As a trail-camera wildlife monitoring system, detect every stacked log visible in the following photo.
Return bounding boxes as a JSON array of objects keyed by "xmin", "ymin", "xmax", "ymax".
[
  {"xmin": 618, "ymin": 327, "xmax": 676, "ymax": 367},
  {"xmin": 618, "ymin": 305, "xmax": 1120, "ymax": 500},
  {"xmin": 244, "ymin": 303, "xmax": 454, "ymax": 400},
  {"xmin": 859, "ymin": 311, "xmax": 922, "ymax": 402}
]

Written exercise =>
Rewrite all of the lines in the records above, requests included, adding 77 to each bounding-box coordinate in the answers.

The result =>
As a trail-camera wildlife monitoring system, detect every stacked log visible in the following photo.
Return bounding boxes as a JSON array of objects keyed by "xmin", "ymin", "xmax", "ymax".
[
  {"xmin": 695, "ymin": 404, "xmax": 753, "ymax": 444},
  {"xmin": 695, "ymin": 382, "xmax": 1197, "ymax": 577},
  {"xmin": 321, "ymin": 380, "xmax": 531, "ymax": 477},
  {"xmin": 936, "ymin": 388, "xmax": 999, "ymax": 479}
]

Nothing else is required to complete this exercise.